## Start Document extract

Since most of the control functionality within the SI chip is implemented in IPC microcode, rather than with a hardware state machine, the SI chip provides a highly programmable environment. This approach makes it easier to implement functionality that would alternatively have resulted in overly complex and inflexible hardware. The ability to modify the microcode can be useful for adapting to alternate message-passing protocols.

The verification environment for the SI chip comprises a hardware model, the C++ verification code, IPC microcode, and simulation parameters. The hardware model is a subsystem model made up of two SI chips connected by a cable macro that allows different cable lengths to be simulated between the chips. Figure 4 illustrates how the verification code logically works with the model. Each chip has a random command driver for the processor bus interface, a service port driver, and a chip monitor. There is also a small monitor at the link interface which provides an additional level of internal checking and failure isolation. The presence of the IPC in the model is important in that this allows its microcode to be loaded before simulation begins, permitting hardware/software co-verification. This ability to load and run the microcode is a key difference between this methodology and the verification methodology used for the SP Switch2 Adapter. Finally, a set of control parameters is used to guide the test case. The entire environment utilizes the SimAPI programming interface [4] in conjunction with a high-performance cycle simulator [5].

Figure 4

The random driver handles all interactions with the model for both message-passing and non-message-passing operations. The latter include actions for service and interrupts. For message-passing operations, the driver creates message-passing requests to be sent to an adapter. These result in specific hardware commands being placed on appropriate facilities in the simulation model, initiating further processing by the chip. This in turn leads to requests exiting the chip, which are also handled by the driver. The chip that sends packets across the link makes outbound requests to the driver for descriptor data, source payload data, and address-translation data. Address-translation data is required when the addressing mode of a request indicates the use of virtual addresses (instead of real addresses) for data locations in memory. For a chip that is receiving packets, the requests to the driver can be to supply data (e.g., descriptor data or address-translation data) or to write payload data to memory. Whenever necessary, the driver provides appropriate handshaking responses, for example returning a “write done” acknowledgment after payload data is written to memory.

To complete the robust checking required in the verification effort, two levels of checking are incorporated in the environment. First, the driver includes code to check all traffic over the processor bus interface in order to ensure adherence to proper processor bus protocol. Second, a major benefit is derived from the main chip monitor, which examines all inputs to the chip in order to predict and then verify that the correct output occurs.

To guide the various testing situations required, the driver uses a large number of simulation parameters and controls. The vast majority of these are maintained in one base file. A set of secondary parameter files contains overrides to the base set to produce different test scenarios. During the early stages of development, a number of specialized controls were added to the base and secondary files to restrict various aspects of the testing rather than allowing them to be completely random. For example, special controls were put in place to allow only one or two descriptor lists to be processed at any one time, and to cause activity on these lists to be serialized instead of possibly overlapping. The general controls, which are more widely used than the special controls, take the form of probability tables that are used to create random biasing both within a single test case and across many test cases. Some examples of the probability table controls used include types of commands, frequency of commands, and amount of payload data.

## End Document extract
## Start Listing

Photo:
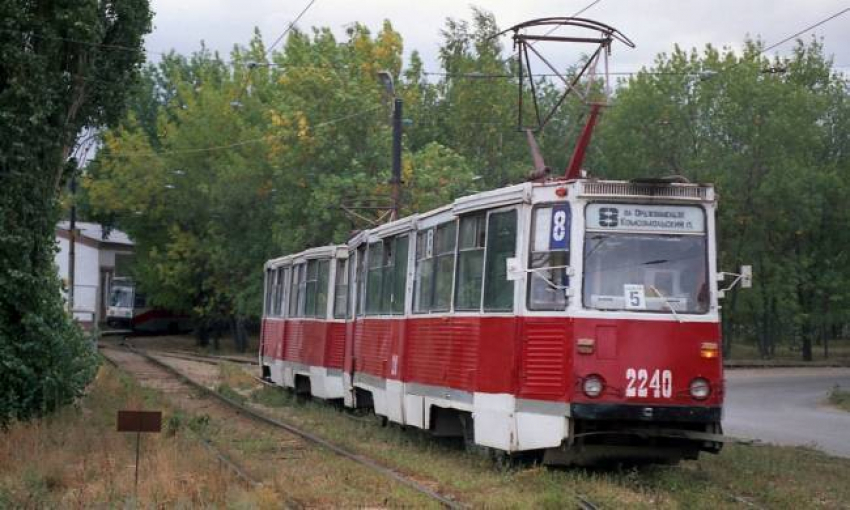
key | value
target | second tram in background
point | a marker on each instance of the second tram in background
(578, 319)
(128, 308)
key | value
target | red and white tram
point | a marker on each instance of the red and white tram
(576, 318)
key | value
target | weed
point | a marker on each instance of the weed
(271, 397)
(839, 398)
(232, 374)
(227, 391)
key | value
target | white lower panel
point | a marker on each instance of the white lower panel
(348, 390)
(537, 430)
(414, 411)
(493, 415)
(394, 401)
(277, 372)
(325, 385)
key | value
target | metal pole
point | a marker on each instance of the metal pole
(396, 178)
(72, 241)
(138, 439)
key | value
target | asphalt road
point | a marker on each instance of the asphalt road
(787, 406)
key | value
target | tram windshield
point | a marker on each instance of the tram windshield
(646, 272)
(122, 297)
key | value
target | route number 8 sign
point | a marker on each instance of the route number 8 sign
(559, 229)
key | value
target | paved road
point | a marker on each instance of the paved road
(786, 406)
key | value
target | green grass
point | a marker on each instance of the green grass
(839, 351)
(765, 476)
(74, 458)
(839, 398)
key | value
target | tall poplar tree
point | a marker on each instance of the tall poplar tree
(64, 67)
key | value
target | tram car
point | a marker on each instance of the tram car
(577, 319)
(128, 309)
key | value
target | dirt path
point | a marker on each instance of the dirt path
(786, 406)
(299, 472)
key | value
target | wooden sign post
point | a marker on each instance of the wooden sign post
(138, 422)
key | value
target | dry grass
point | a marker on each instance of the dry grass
(839, 398)
(76, 459)
(767, 476)
(188, 343)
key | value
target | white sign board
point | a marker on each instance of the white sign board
(635, 297)
(645, 218)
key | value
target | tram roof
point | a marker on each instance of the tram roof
(508, 195)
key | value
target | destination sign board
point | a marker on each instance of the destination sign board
(645, 218)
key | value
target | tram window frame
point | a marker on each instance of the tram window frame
(341, 275)
(471, 244)
(424, 271)
(269, 286)
(293, 291)
(322, 288)
(495, 268)
(444, 253)
(284, 290)
(310, 288)
(559, 301)
(270, 274)
(360, 289)
(374, 277)
(280, 293)
(387, 274)
(398, 287)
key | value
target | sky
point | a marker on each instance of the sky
(654, 25)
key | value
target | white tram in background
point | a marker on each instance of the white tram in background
(578, 319)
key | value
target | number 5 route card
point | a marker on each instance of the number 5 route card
(635, 297)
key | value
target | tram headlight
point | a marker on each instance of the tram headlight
(593, 386)
(700, 388)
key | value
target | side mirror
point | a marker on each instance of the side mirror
(514, 269)
(746, 277)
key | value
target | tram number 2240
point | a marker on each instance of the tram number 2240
(640, 383)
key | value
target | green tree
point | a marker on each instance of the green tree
(63, 68)
(776, 147)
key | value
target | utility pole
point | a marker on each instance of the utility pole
(72, 242)
(395, 181)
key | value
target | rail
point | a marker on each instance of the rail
(312, 438)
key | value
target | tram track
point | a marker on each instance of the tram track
(245, 413)
(582, 502)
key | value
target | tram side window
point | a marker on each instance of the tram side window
(444, 263)
(322, 289)
(294, 295)
(550, 248)
(470, 262)
(283, 289)
(352, 289)
(501, 245)
(270, 287)
(277, 310)
(374, 280)
(361, 279)
(341, 289)
(316, 288)
(399, 274)
(424, 276)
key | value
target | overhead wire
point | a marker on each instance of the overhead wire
(803, 31)
(289, 28)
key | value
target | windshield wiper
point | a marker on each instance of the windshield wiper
(667, 302)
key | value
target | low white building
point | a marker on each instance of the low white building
(100, 255)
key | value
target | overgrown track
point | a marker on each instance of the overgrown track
(581, 501)
(242, 412)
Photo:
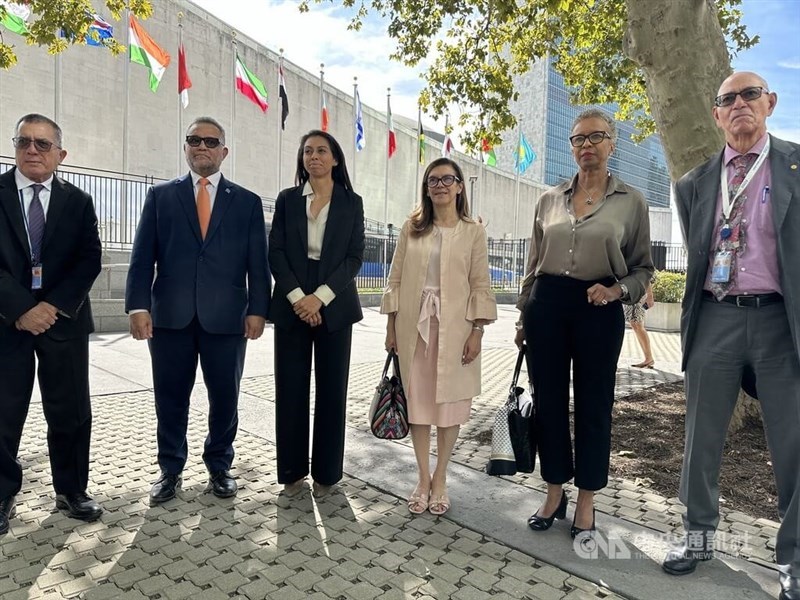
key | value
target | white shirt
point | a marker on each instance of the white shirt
(316, 233)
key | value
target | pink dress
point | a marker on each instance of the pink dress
(421, 391)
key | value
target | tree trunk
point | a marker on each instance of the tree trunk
(681, 49)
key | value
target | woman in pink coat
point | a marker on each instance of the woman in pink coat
(438, 300)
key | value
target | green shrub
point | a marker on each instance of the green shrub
(668, 287)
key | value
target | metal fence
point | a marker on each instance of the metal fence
(119, 200)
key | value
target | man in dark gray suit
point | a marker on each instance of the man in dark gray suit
(740, 216)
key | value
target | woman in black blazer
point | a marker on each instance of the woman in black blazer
(316, 246)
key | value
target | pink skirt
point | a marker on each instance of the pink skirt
(421, 392)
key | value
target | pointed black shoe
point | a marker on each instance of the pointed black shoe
(538, 523)
(79, 506)
(165, 488)
(222, 484)
(576, 531)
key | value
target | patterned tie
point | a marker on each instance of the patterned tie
(36, 224)
(735, 243)
(203, 206)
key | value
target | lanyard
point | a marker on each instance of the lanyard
(727, 201)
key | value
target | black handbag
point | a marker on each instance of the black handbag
(388, 412)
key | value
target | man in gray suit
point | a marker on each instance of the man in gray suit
(740, 216)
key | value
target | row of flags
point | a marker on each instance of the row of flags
(144, 50)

## End Listing

• [Exercise set]:
[A] Transcribe the stretch of the SI chip verification text from "To complete the" through "correct output occurs.".
[B] Write the next part of the SI chip verification text, picking up after its final sentence.

• [Outputs]:
[A]
To complete the robust checking required in the verification effort, two levels of checking are incorporated in the environment. First, the driver includes code to check all traffic over the processor bus interface in order to ensure adherence to proper processor bus protocol. Second, a major benefit is derived from the main chip monitor, which examines all inputs to the chip in order to predict and then verify that the correct output occurs.

[B]
The microcode used in the SI chip verification environment was developed incrementally to be used for final-release-level microcode (i.e., to be shipped with the product). The source code written by the microcode developers utilized the C programming context. It was written in a macro- and function-oriented manner, and as such does not have the outward appearance of many C program source files. An example portion of the source code for an error-handling routine appears in Figure 5.

Figure 5

When the source code is compiled, several output files are produced. One of these is the listing file, which is a key source of information for use in debugging microcode and hardware problems. The listing file uses both hexadecimal and textual representations of the actual microcode instructions and notes where they exist in relation to each other. The portion of a listing file resulting from compilation of the error-handling routine source code noted above is shown in Figure 6. The microcode compile process also creates a model initialization file (MIF) to be used in simulation. This file contains the microcode instructions, along with information about where the instructions are to be loaded in the IPC SRAM. The MIF is loaded into the model in a single simulation cycle just prior to the start of testing. Each line of the MIF contains a model SRAM facility name, followed by array-element and bit-position information used to identify exactly where the data is to be loaded. Following the SRAM and position information is the hexadecimal microcode instruction data.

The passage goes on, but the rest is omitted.